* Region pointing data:
=======

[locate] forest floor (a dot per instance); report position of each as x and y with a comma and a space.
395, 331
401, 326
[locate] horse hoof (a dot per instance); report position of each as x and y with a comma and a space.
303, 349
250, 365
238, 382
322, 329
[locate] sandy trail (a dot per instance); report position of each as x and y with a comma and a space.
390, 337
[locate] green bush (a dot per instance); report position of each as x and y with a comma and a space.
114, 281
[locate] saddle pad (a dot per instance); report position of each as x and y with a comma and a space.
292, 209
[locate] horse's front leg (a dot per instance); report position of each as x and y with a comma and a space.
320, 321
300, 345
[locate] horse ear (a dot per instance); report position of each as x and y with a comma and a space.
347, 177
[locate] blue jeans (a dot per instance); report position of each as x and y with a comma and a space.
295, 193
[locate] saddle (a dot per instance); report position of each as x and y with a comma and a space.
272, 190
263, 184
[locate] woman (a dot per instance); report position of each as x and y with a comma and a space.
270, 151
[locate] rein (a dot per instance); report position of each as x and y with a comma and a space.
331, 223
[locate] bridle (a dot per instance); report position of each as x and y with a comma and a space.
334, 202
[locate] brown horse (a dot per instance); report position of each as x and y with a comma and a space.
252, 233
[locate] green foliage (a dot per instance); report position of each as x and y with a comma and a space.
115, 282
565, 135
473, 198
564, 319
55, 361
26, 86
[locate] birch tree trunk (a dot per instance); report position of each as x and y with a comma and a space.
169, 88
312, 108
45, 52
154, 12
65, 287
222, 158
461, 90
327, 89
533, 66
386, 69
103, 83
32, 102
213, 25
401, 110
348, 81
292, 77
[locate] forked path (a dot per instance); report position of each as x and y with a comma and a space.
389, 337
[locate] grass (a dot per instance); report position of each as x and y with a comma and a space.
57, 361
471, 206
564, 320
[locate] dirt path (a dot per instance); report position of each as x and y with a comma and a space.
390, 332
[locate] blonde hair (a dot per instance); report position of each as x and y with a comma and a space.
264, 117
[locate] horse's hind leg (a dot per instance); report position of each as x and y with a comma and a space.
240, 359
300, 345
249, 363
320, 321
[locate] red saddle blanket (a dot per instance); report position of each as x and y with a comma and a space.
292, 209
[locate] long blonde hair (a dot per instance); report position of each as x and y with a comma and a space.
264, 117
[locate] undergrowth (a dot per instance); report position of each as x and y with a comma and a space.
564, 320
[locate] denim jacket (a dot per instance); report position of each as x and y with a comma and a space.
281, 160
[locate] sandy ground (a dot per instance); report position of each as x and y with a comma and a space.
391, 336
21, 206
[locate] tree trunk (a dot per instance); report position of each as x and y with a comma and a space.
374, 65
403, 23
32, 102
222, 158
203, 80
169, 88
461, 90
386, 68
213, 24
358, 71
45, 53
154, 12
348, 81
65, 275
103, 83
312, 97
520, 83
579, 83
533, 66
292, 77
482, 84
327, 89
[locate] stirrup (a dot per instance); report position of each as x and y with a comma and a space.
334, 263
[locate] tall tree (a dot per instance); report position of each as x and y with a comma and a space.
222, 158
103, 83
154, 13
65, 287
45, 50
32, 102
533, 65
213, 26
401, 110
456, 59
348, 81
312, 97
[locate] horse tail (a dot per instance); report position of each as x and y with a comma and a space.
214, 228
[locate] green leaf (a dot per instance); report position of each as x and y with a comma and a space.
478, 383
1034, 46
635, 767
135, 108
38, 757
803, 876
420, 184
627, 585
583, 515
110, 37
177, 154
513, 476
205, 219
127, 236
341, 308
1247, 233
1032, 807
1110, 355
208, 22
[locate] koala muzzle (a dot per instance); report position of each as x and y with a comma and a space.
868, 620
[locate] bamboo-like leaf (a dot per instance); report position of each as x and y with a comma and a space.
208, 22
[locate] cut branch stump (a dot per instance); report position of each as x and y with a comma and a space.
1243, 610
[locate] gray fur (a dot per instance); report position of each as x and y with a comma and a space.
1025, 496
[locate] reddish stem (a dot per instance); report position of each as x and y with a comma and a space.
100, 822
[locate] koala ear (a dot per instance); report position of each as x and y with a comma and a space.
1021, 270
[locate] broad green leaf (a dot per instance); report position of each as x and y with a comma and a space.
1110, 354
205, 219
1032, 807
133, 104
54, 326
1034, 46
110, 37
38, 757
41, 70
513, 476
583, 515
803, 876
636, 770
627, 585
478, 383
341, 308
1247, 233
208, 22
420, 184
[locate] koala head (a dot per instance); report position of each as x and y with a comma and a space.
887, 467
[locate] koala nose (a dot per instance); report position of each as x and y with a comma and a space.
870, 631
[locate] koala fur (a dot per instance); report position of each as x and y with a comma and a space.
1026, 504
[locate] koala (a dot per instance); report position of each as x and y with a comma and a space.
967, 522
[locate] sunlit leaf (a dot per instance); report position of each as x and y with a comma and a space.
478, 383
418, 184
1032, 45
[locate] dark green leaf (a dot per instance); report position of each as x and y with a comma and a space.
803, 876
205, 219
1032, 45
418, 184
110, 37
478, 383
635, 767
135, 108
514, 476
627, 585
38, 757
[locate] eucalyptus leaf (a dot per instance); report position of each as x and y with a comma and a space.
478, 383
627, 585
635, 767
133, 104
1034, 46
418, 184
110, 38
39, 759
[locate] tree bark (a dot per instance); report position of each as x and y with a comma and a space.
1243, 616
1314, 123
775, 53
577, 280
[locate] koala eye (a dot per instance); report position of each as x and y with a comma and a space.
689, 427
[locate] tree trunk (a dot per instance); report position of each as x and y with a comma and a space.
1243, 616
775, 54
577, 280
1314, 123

=======

Your task is to restate every record exactly.

* RESULT FOR THIS TASK:
[locate] forest floor (a dot per instance); report position of each as x and y with a comma and a space.
395, 331
401, 326
[locate] horse hoof (a dot per instance); report position of each as x and y with a comma and a space.
303, 349
250, 365
238, 382
322, 329
[locate] sandy trail (a dot per instance); report position of each as x and y with a comma and a space.
390, 337
[locate] green bush (a dot per instance); report position of each as x and y with a comma and a space.
114, 281
[locate] saddle pad (a dot per instance); report position of each as x and y with a comma and a space.
292, 209
[locate] horse's front leg (a dot per instance); report position of each as x and y with a comma and a space.
320, 321
300, 345
[locate] horse ear (a dot per instance); report position of each as x and y with a comma and a space.
347, 177
[locate] blue jeans (a dot per instance); report position of each as x and y with a comma and a space.
295, 193
[locate] saddle (a dot per instance); report position of each as x and y with a comma and a space.
272, 190
263, 184
[locate] woman (a dot per instance); report position of each as x and y with a comma and a space.
270, 151
[locate] rein (a dot per instance); report position of each as x and y with a comma and a space.
331, 223
[locate] bridle (a dot per instance); report position of each as x and y with a comma and a space.
334, 202
[locate] brown horse (a dot per instance); report position of each as x and y with a comma and a space.
252, 233
[locate] green foliage (a dot per instance); report position of each as x and y with a comma and a space.
115, 282
565, 135
473, 198
564, 319
55, 361
26, 86
[locate] birch tree trunk (a dot per instance); report position of each as x and y with a comma and a space.
169, 88
312, 108
45, 52
154, 12
65, 287
222, 158
461, 90
327, 89
533, 66
386, 69
103, 83
32, 102
213, 25
401, 110
348, 81
292, 77
[locate] forked path (a dot per instance); report position of each as x and y with a comma and a space.
389, 337
[locate] grass (a dot per instance); report position of each as x and y with a comma and a space.
57, 361
471, 206
564, 320
[locate] dirt path (a dot per instance); report position of each as x and y with a comma and a space.
390, 332
[locate] blonde hair (a dot per instance); report position of each as x and y with a comma and a space.
264, 117
[locate] horse's hind leg (a dot per instance); report position of each as x and y with a comma and a space.
240, 359
300, 345
249, 363
320, 321
[locate] red saddle blanket (a dot per instance); report position of each as x and y with a comma and a space.
292, 209
[locate] long blonde hair (a dot per instance); report position of each as x and y with a comma and a space.
264, 117
[locate] undergrowth (a dot per instance); report position of each as x and y with a comma and a space.
564, 320
[locate] denim jacket (a dot per instance); report position of each as x and y with a comma and a space.
281, 160
[locate] sandy ground (a dot per instance); report position of each as x and y with a comma and a space.
391, 336
21, 206
[locate] tree trunk (a dot per instance); report position of each as x and y with a comma and a space.
374, 65
403, 23
32, 102
222, 158
203, 80
169, 88
461, 90
386, 68
213, 24
358, 71
45, 53
154, 12
348, 81
65, 275
103, 83
312, 97
520, 83
579, 83
533, 66
292, 77
482, 84
327, 89
[locate] stirrup (a dot per instance); report position of each as x and y with a comma and a space.
334, 263
[locate] tall tree (a dot per instance); report position of each as x and y with a comma and a space.
222, 158
103, 83
154, 13
65, 287
45, 50
32, 102
533, 65
213, 26
401, 110
456, 59
348, 81
312, 97
[locate] horse tail (a dot per instance); report position of each as x and y with a comma and a space.
214, 228
[locate] green leaf (a dot per instance); report position of each as x and y with a comma and a space.
478, 383
1034, 46
635, 767
135, 108
38, 757
803, 876
420, 184
627, 585
583, 515
110, 37
177, 154
513, 476
205, 219
127, 236
341, 308
1247, 233
1032, 807
1110, 355
208, 22
[locate] koala muzzle (a dot per instance); report position of each as x and y with a comma and a space.
868, 620
[locate] bamboo-like leaf (a dot per instance); report position of each as x and y with a comma and a space.
208, 22
[locate] cut branch stump (a dot per instance); report position of each as x and y with a comma and a space.
1243, 610
[locate] gray fur (a dot per instance); report position of each as x and y with a comma and a space.
1025, 496
[locate] reddish stem (a dot per instance); report position of each as x and y with a comma and a space.
100, 822
[locate] koala ear (a dot per instance); report position of each as x and y with a comma and a space.
1021, 270
[locate] broad green leaf (a dot per instance); report position of each as x and y with a comma and a space.
1110, 354
205, 219
1032, 807
133, 104
54, 326
1034, 46
110, 37
38, 757
41, 70
513, 476
583, 515
803, 876
636, 770
627, 585
478, 383
341, 308
1247, 233
208, 22
420, 184
[locate] koala head (a dot per instance); report position of each as x and y with a comma and a space.
887, 467
[locate] koala nose (a dot per instance); report position of each as x and y with a comma and a space.
870, 631
[locate] koala fur (a dot per instance); report position of each as x and y with a comma and a space.
1026, 504
[locate] koala (a dot per instance); report position of each as x and y with a comma and a space.
967, 522
[locate] sunlit leaf (a dot per instance); report position of each as x and y with a comma and a space.
478, 383
418, 184
1032, 45
[locate] dark green leaf (a dot per instance); report position of each as x and y with a comma and a space.
803, 876
205, 219
1032, 45
418, 184
110, 37
478, 383
635, 767
135, 108
514, 476
627, 585
38, 757
[locate] eucalyptus leaf (a dot per instance); report position of each as x and y with a comma and a space.
478, 383
627, 585
635, 767
133, 104
1034, 46
418, 184
110, 38
39, 759
[locate] tree bark (a dot per instance); report position of each as x and y with a comma and a space.
1243, 616
1314, 123
775, 53
577, 280
[locate] koala eye (a dot per instance); report position of each as x and y with a comma and a space.
689, 427
[locate] tree trunk (a dot per instance); report position of each as x and y with a comma and a space.
1243, 616
775, 54
577, 280
1314, 123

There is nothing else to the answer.